Top of TEXT FOR ANALYSIS
What Exactly Is 5G?

If you follow the wireless space in any form you have likely read the term “5G” a couple hundred times at this point. As a result, a lot of people have been finding themselves asking the same question: What exactly is 5G? Let’s take a closer look at what 5G is, and more importantly, how 5G will change the life of the average consumer. 

5G is the abbreviated term used to describe the fifth-generation cellular network. Prior to 5G, 4G was the wireless service that most mobile devices around the world have been using. The differences between each wireless generation tend to come down to the speeds the network can support, and the different encoding methods, or “air interfaces”, that the network utilizes. 

5G will bring three new major changes to the table: bigger channels (which means faster speeds), simultaneous-multi-device connections, and lower latency, which translates into better response times. 

As more 5G networks are launched, more hardware manufacturers are going to produce 5G-capable equipment. Samsung, for example, released a slew of 5G-capable phones in 2019. Apple is slated to release their first lineup of 5G-capable devices in the fall of  2020. 

To begin to understand the impact nationwide-5G networks will have on the day-to-day lives of average consumers one only has to think back to how the 3G network revolutionized the way people use their smartphones. Suddenly video could easily be streamed over a mobile network. Mobile-pay solutions became prominent and convenient. Social media even changed as more people began to embrace live-streaming. 5G is set to transform the way people think about wireless networks in a similar fashion. 

Yes, 5G is going to be fast, but it’s going to do more than just affect cell phone service. A true 5G network will change things like the robotics industry, the internet of things (IoT) and even the way autonomous vehicles operate.
Bottom of TEXT FOR ANALYSIS
» **QUESTIONS TO ANSWER**:
1. According to the 5G article, when is Apple slated to release its first lineup of 5G-capable devices?
2. Filter the entries below, keeping every line that contains the string "positive". Matching is case-sensitive.
Top of RECORD EXTRACTS
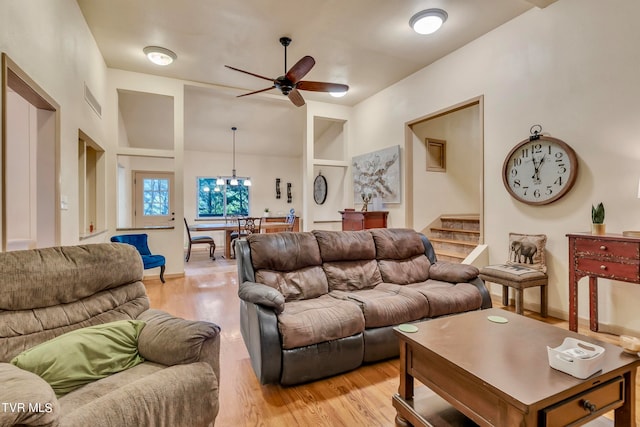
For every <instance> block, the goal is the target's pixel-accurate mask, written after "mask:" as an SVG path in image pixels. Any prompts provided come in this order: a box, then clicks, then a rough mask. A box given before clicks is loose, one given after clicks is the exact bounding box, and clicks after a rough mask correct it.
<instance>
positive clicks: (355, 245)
mask: <svg viewBox="0 0 640 427" xmlns="http://www.w3.org/2000/svg"><path fill="white" fill-rule="evenodd" d="M313 235H314V236H316V240H317V241H318V246H319V248H320V255H321V256H322V261H323V262H325V263H326V262H332V261H361V260H372V259H375V258H376V245H375V243H374V242H373V236H372V235H371V233H369V232H368V231H366V230H363V231H317V230H316V231H313Z"/></svg>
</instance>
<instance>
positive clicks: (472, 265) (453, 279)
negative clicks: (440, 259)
mask: <svg viewBox="0 0 640 427" xmlns="http://www.w3.org/2000/svg"><path fill="white" fill-rule="evenodd" d="M478 274H480V270H478V267H476V266H474V265H470V264H458V263H453V262H442V261H440V262H436V263H433V264H431V267H430V268H429V278H431V279H434V280H442V281H443V282H451V283H463V282H470V281H472V280H473V279H475V278H476V277H478Z"/></svg>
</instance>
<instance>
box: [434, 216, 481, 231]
mask: <svg viewBox="0 0 640 427" xmlns="http://www.w3.org/2000/svg"><path fill="white" fill-rule="evenodd" d="M440 221H441V222H442V226H443V227H444V228H454V229H462V230H475V231H479V230H480V215H474V214H469V215H442V216H441V217H440Z"/></svg>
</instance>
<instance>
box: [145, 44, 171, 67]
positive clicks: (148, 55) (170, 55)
mask: <svg viewBox="0 0 640 427" xmlns="http://www.w3.org/2000/svg"><path fill="white" fill-rule="evenodd" d="M142 51H143V52H144V54H145V55H147V58H148V59H149V61H151V62H153V63H154V64H156V65H163V66H164V65H169V64H171V63H172V62H173V61H175V60H176V58H177V57H178V56H177V55H176V54H175V53H173V52H172V51H170V50H169V49H165V48H164V47H159V46H147V47H145V48H144V49H142Z"/></svg>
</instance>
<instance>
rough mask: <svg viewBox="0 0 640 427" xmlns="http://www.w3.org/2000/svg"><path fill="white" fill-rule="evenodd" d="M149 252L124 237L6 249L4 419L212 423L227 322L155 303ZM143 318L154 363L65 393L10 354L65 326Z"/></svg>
mask: <svg viewBox="0 0 640 427" xmlns="http://www.w3.org/2000/svg"><path fill="white" fill-rule="evenodd" d="M142 275H143V269H142V259H141V258H140V255H139V254H138V251H137V250H136V248H135V247H133V246H131V245H126V244H121V243H100V244H93V245H80V246H65V247H56V248H45V249H33V250H27V251H16V252H5V253H0V385H1V386H0V402H3V406H2V407H0V426H13V425H17V426H27V425H29V426H31V425H33V426H41V427H43V426H50V427H54V426H58V427H63V426H65V427H78V426H96V427H102V426H105V427H106V426H156V427H163V426H164V427H180V426H184V427H195V426H202V427H205V426H212V425H213V424H214V421H215V418H216V415H217V414H218V410H219V405H220V404H219V400H218V378H220V327H219V326H217V325H215V324H213V323H210V322H203V321H191V320H185V319H180V318H177V317H174V316H172V315H170V314H168V313H165V312H163V311H160V310H153V309H149V298H148V297H147V294H146V291H145V287H144V284H143V283H142ZM133 319H135V320H142V321H144V322H145V326H144V329H142V331H141V332H140V336H139V337H138V350H139V352H140V354H141V355H142V356H143V357H144V359H145V361H144V362H143V363H141V364H139V365H137V366H134V367H132V368H130V369H127V370H124V371H121V372H118V373H116V374H113V375H110V376H107V377H106V378H102V379H99V380H97V381H94V382H91V383H89V384H86V385H84V386H82V387H81V388H79V389H76V390H74V391H71V392H70V393H68V394H65V395H63V396H60V397H56V394H55V393H54V390H53V389H52V388H51V386H50V385H49V383H47V382H45V381H44V380H43V379H42V378H41V377H39V376H37V375H36V374H34V373H32V372H29V371H26V370H23V369H21V368H19V367H17V366H14V365H13V364H10V363H9V361H11V360H12V358H13V357H14V356H16V355H17V354H20V353H21V352H22V351H24V350H26V349H30V348H32V347H34V346H36V345H37V344H40V343H43V342H45V341H48V340H51V339H53V338H55V337H57V336H59V335H62V334H64V333H65V332H69V331H74V330H78V329H80V328H84V327H87V326H94V325H101V324H106V323H110V322H115V321H119V320H133Z"/></svg>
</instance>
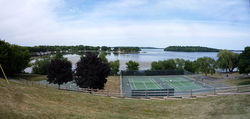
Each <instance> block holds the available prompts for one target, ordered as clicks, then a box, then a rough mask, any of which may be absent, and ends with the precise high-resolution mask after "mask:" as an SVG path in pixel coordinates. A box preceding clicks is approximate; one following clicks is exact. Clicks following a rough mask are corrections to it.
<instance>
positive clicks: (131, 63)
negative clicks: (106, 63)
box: [126, 60, 139, 71]
mask: <svg viewBox="0 0 250 119" xmlns="http://www.w3.org/2000/svg"><path fill="white" fill-rule="evenodd" d="M126 65H127V67H126V68H127V70H130V71H137V70H139V63H138V62H135V61H132V60H130V61H128V62H127V63H126Z"/></svg>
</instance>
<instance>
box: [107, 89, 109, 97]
mask: <svg viewBox="0 0 250 119" xmlns="http://www.w3.org/2000/svg"><path fill="white" fill-rule="evenodd" d="M107 96H108V97H109V89H108V90H107Z"/></svg>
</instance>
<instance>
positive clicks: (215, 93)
mask: <svg viewBox="0 0 250 119" xmlns="http://www.w3.org/2000/svg"><path fill="white" fill-rule="evenodd" d="M214 95H216V88H215V87H214Z"/></svg>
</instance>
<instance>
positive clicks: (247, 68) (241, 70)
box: [238, 47, 250, 73]
mask: <svg viewBox="0 0 250 119" xmlns="http://www.w3.org/2000/svg"><path fill="white" fill-rule="evenodd" d="M238 68H239V71H240V73H250V47H246V48H245V50H244V51H243V52H242V53H241V54H240V56H239V67H238Z"/></svg>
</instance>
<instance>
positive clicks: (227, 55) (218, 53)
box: [217, 50, 239, 72]
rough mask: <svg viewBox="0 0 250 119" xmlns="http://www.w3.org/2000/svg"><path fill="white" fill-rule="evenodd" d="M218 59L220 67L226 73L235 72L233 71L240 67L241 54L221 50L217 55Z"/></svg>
mask: <svg viewBox="0 0 250 119" xmlns="http://www.w3.org/2000/svg"><path fill="white" fill-rule="evenodd" d="M217 57H218V60H217V63H218V67H219V68H221V69H223V70H226V72H227V71H229V72H233V70H234V69H235V68H236V67H238V60H239V54H237V53H233V52H232V51H228V50H221V51H220V52H219V53H218V54H217Z"/></svg>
Bottom of RECORD EXTRACTS
» **ANSWER SET**:
1. In the fall of 2020.

2.
positive clicks: (355, 245)
positive clicks: (472, 265) (453, 279)
positive clicks: (148, 55) (170, 55)
positive clicks: (131, 63)
positive clicks: (215, 93)
positive clicks: (247, 68) (241, 70)
positive clicks: (227, 55) (218, 53)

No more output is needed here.